» **Dataset records**
+++
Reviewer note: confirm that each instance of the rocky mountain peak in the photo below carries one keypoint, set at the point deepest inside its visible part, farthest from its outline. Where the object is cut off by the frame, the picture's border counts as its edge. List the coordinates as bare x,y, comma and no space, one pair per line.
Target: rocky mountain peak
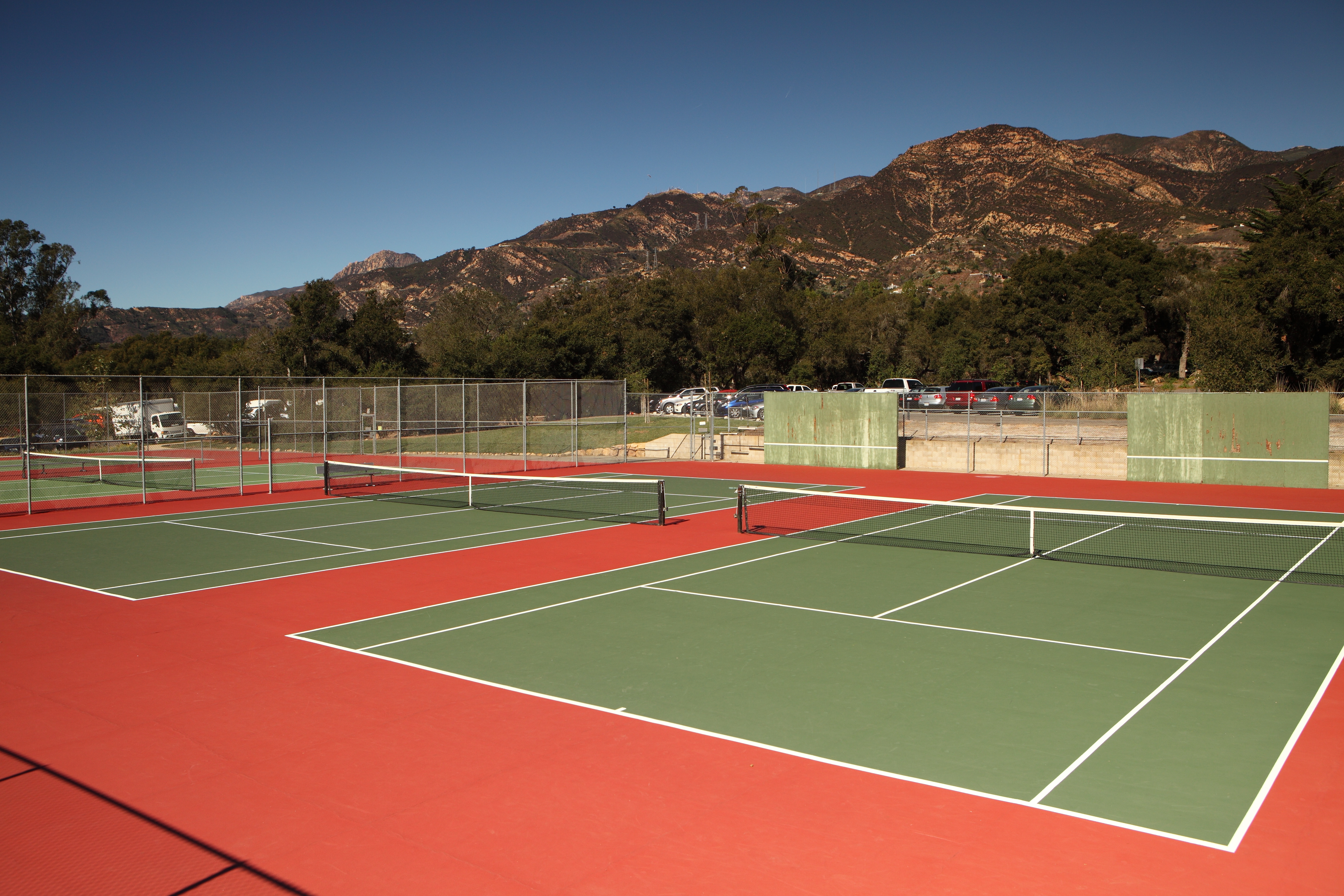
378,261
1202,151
+++
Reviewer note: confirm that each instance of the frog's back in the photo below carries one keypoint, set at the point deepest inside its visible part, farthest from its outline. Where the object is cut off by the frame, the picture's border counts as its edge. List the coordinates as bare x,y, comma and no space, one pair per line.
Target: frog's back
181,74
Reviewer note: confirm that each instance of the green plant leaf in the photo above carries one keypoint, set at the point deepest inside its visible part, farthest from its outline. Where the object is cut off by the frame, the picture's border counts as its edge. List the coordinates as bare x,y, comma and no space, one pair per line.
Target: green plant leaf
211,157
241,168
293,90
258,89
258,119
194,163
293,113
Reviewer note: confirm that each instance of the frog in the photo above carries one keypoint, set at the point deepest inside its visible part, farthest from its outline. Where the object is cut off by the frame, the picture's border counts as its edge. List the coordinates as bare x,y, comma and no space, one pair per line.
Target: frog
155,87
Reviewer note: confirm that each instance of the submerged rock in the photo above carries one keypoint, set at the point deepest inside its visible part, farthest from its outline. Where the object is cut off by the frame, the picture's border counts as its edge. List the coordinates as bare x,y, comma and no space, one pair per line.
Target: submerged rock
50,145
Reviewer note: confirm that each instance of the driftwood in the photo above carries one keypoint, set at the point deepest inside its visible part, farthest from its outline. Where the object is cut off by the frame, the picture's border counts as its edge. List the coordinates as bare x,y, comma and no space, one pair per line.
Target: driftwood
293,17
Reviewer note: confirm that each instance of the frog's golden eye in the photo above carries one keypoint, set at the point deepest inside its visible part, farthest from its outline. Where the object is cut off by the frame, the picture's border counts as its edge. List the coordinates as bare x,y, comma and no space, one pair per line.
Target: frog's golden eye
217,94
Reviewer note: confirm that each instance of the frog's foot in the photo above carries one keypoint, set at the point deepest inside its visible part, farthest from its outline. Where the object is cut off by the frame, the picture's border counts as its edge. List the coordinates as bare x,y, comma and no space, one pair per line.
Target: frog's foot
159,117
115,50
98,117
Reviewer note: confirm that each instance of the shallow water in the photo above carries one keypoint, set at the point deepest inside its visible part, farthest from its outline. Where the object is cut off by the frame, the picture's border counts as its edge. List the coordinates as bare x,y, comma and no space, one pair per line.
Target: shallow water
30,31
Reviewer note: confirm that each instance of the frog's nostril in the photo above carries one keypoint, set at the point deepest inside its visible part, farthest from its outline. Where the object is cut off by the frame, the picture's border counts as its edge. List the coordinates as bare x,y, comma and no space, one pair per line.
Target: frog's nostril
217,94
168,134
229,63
+++
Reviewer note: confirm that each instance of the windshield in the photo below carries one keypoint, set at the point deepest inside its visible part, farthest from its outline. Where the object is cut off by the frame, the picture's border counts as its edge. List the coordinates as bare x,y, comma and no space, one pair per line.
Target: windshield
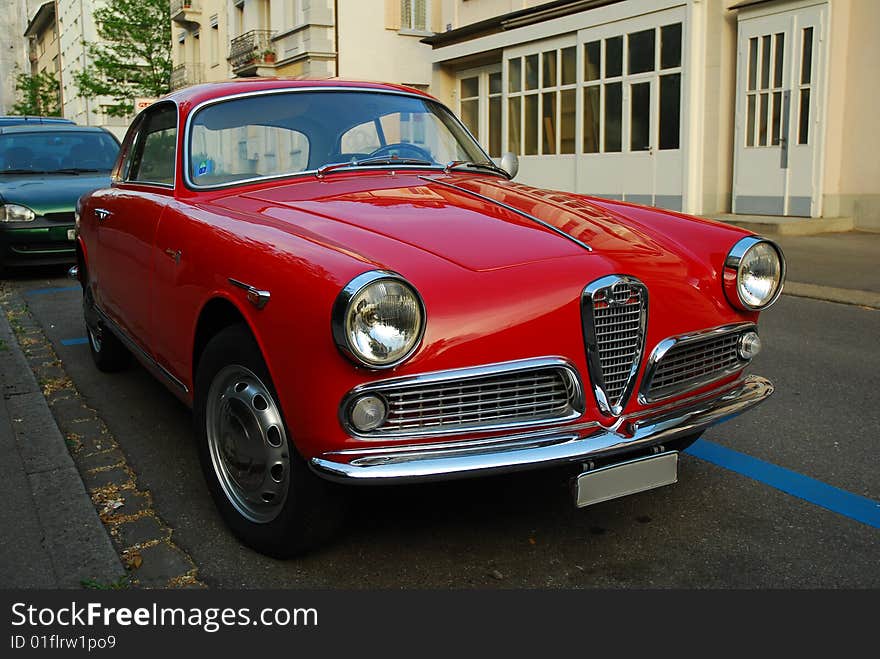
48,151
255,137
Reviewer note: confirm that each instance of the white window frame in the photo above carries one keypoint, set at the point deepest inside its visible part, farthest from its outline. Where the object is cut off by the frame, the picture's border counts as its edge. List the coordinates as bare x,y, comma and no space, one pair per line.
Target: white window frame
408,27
+++
» **Aim**
Pull out every line of the records above that contains the string "mountain", copying each one in full. Matching is case-sensitive.

» **Exercise output**
Reviewer note: confirm that each instance of the rocky mountain peak in the photo below carries one keypoint, set at the point deepest inside its visible part, farthest from its outline. Where the object is cut off by the frame, the picture's border counts as its edge. List the coordinates as bare x,y, comma and no space, one pair per line.
Target: rocky mountain peak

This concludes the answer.